» **TEXT TO READ**

## Start

I think some people have gotten the wrong impression from what I have said in the blog entries. I have been critical of some people who insulted me I have only good feelings towards the Federally enrolled Cherokee people, most of whom have treated me with kindness. I have attended maybe 10 or 12 Stomp Dances in the Cherokee Nation; and was there during Cherokee National Holidays in September. In fact, former Principal Chief Chad Smith walked right in front of me. And no, I didn’t show up wearing Plains tribe regalia – for those familiar with “wannabe” jokes 😊. I was good friends with Michael Johnson, who was written up in the Cherokee Phoenix. I have also been in contact with Doug McClure, author of “Cherokee Proud”. I have not met him, but we have emailed one another. Once Michael Johnson and Doug McClure had a feud online that can be found here –
Many things online eventually disappear, so I will copy some of it here.
I received an email from Michael Johnson, who is mentioned several times in the following article by Mr. McClure. Mr. Johnson has given me permission to post his response to this article. He makes several very good points in his email which really is also an article in itself.
Cherokee Chief Publicly Acknowledges the Existence of Undocumented Cherokees.
Is He Up to the Rest of the Challenge?
by Tony Mack McClure
In what is perhaps a first among recent leadership in the three federally recognized Cherokee tribes, Principal Chief Chad Smith of the Cherokee Nation of Oklahoma, the largest Cherokee tribe, has publicly acknowledged the existence of undocumented Cherokees, but in the same breath, denied their rights to recognition. In an official news release entitled " Undocumented Cherokees Contribute to Cherokee Nation" appearing on the Cherokee Nation's website, September 2000 Page, dated 22 September 2000, Chief Smith states, "There are people like the Johnsons (referring to an undocumented Cherokee family cited in the news release) with undeniable Cherokee heritage who don't meet enrollment requirements. That doesn't mean they can't claim their ancestry."

## End

» **SHORT EXERCISE A**
Please rename "distant hill" to "far-off hill" in the part of the listing that opens with the line containing "Target: distant hill" and closes at the end of the listing. Give that part again with nothing else changed.
» **SHORT EXERCISE B**
Go on with the blog text about undocumented Cherokees, starting after its last sentence.
The text and the listing are separate, unrelated material.

» **SOURCE MATERIAL**

## Start

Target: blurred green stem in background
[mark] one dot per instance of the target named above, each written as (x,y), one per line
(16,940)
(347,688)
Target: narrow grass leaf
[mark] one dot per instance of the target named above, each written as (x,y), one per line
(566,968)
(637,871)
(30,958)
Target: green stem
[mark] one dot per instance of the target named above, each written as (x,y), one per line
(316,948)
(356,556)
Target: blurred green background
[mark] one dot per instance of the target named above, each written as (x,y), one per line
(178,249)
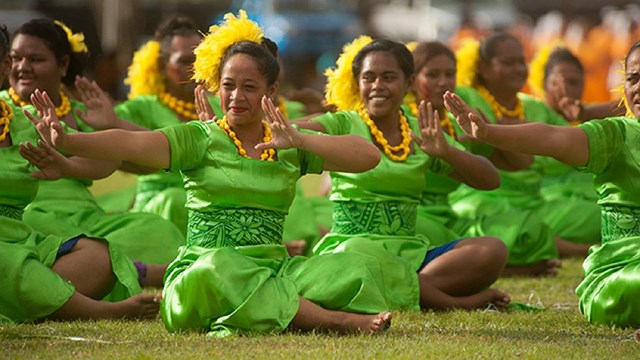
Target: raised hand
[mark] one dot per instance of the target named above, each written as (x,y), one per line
(46,122)
(203,108)
(284,135)
(472,124)
(431,139)
(50,162)
(100,114)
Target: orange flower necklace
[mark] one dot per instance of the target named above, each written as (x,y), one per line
(389,150)
(499,110)
(61,111)
(267,154)
(180,107)
(6,114)
(445,123)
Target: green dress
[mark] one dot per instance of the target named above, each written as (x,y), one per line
(234,275)
(67,205)
(162,192)
(375,212)
(30,289)
(610,291)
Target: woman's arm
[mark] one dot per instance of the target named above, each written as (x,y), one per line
(344,153)
(566,144)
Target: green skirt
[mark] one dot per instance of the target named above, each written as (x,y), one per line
(247,289)
(30,289)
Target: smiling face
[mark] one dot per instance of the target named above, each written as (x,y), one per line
(632,82)
(436,77)
(179,66)
(35,67)
(506,71)
(382,85)
(242,87)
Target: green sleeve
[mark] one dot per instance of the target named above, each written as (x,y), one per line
(188,144)
(606,140)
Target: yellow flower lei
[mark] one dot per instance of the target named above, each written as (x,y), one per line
(467,58)
(498,109)
(623,98)
(536,68)
(267,154)
(206,68)
(445,122)
(6,114)
(389,150)
(144,75)
(61,111)
(75,40)
(180,107)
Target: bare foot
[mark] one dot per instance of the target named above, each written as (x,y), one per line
(296,247)
(542,268)
(365,324)
(143,306)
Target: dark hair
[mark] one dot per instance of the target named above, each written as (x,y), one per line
(55,38)
(398,50)
(175,26)
(261,53)
(4,40)
(634,47)
(561,55)
(429,50)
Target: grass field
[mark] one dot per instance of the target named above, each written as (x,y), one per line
(559,331)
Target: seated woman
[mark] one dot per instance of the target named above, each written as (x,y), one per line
(375,212)
(234,275)
(608,149)
(47,276)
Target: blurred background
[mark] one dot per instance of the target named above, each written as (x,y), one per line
(310,33)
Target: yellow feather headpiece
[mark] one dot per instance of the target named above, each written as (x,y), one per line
(206,68)
(76,40)
(536,68)
(623,97)
(342,88)
(144,75)
(467,58)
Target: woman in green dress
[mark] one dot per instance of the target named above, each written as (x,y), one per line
(47,276)
(46,55)
(234,275)
(375,212)
(608,149)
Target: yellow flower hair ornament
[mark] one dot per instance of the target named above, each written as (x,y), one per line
(76,40)
(536,69)
(144,75)
(623,96)
(467,58)
(342,88)
(206,68)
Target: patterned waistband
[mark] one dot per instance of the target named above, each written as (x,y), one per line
(620,222)
(384,218)
(12,212)
(234,227)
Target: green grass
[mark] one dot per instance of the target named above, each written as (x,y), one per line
(559,331)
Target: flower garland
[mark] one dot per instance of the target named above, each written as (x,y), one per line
(499,110)
(75,40)
(6,114)
(267,154)
(537,66)
(143,76)
(389,150)
(61,111)
(445,122)
(180,107)
(467,58)
(206,68)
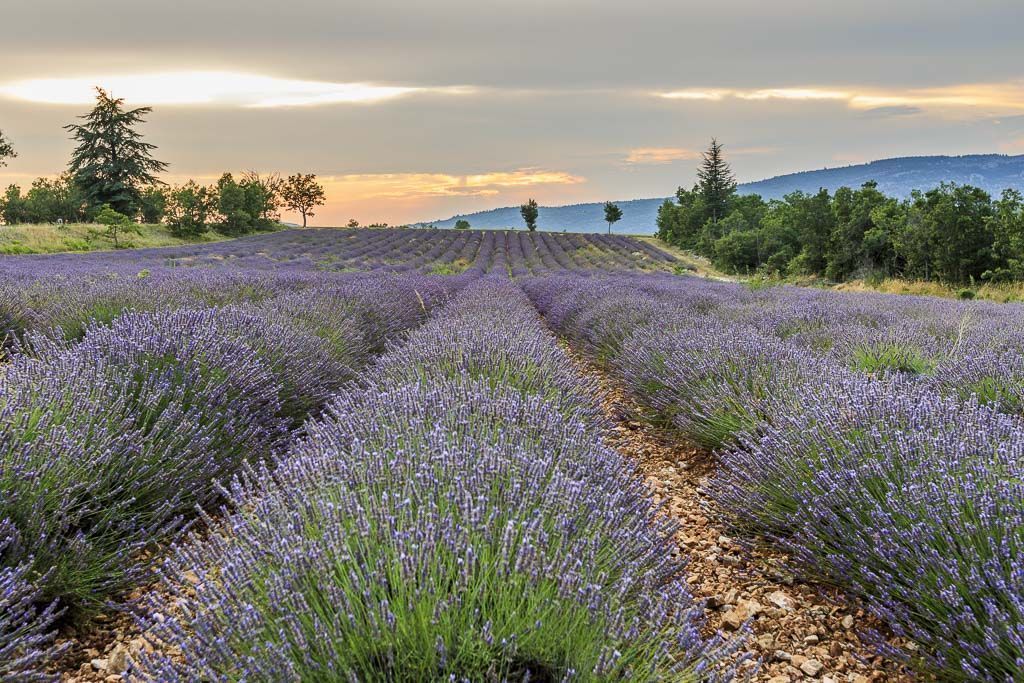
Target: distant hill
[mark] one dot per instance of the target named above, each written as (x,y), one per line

## End

» **FINAL ANSWER A**
Target: far-off hill
[mark] one dot per instance of the target named above, each written as (x,y), one per line

» **FINAL ANSWER B**
[Vance’s note: this was my friend Michael Johnson. It is through Michael that I attended those Stomp Dances.]
Chief Smith further states, " Through anomalies caused by ethnicidal policies of the United States Government, the traditional Cherokee Nation has been fragmented. That's why there is an Eastern Band of Cherokees in North Carolina. We are all one people, separated by geography. The historical Cherokee Nation is currently headquartered in Tahlequah. But just as a person with grandparents who immigrated to the United States from Germany cannot claim German citizenship, people whose Cherokee ancestors emigrated from the Cherokee Nation before the Dawes Rolls were taken cannot claim Cherokee citizenship." Chief Smith thinks the Johnsons praised in the article are "handling their situation well by participating in Cherokee culture without aligning themselves with a group that is seeking recognition."
In reality, un-named sources confirm that Chief Smith may have conveniently "forgotten" to mention that Mr. Johnson has for some time actually been quite "aligned" with just such a group known as the Southern Cherokees. It's an organization that CNO only recently publically accused of being "bogus."
[Vance’s note: People often refer to the Cherokee Nation as “CNO”, meaning the Cherokee Nation of Oklahoma. The “O” in the CNO designation is redundant. There is but one Cherokee Nation with the other two entities being referred to as “Bands” – the Keetoowah Band and the Eastern Band. No others are federally recognized. There are several state recognized groups and several groups recognized by no state or federal government.]
In light of Chief Smith's statements, a number of questions beg for answers. First, if there is no question that a person is of "undeniable Cherokee heritage, " and if there is no question that the fragmentation among Cherokees of today was caused by "ethnicidal policies of the United States Government" what possible logical reason can there be for people who fall among the "undeniable but undocumented Cherokees" NOT to seek recognition as separate groups - either as state recognized tribes or as groups with a common cause who have no official recognition of any kind? Historical federal Cherokee rolls and other documents fully substantiate that the fragmentation extends well beyond the two geographies or federally recognized tribes mentioned by Chief Smith. And that is precisely the reason that the legislative bodies of several states throughout the United States have seen fit to extend official recognition to such groups who have been wrongly disenfranchised either by their own tribes or by the United States Government or both.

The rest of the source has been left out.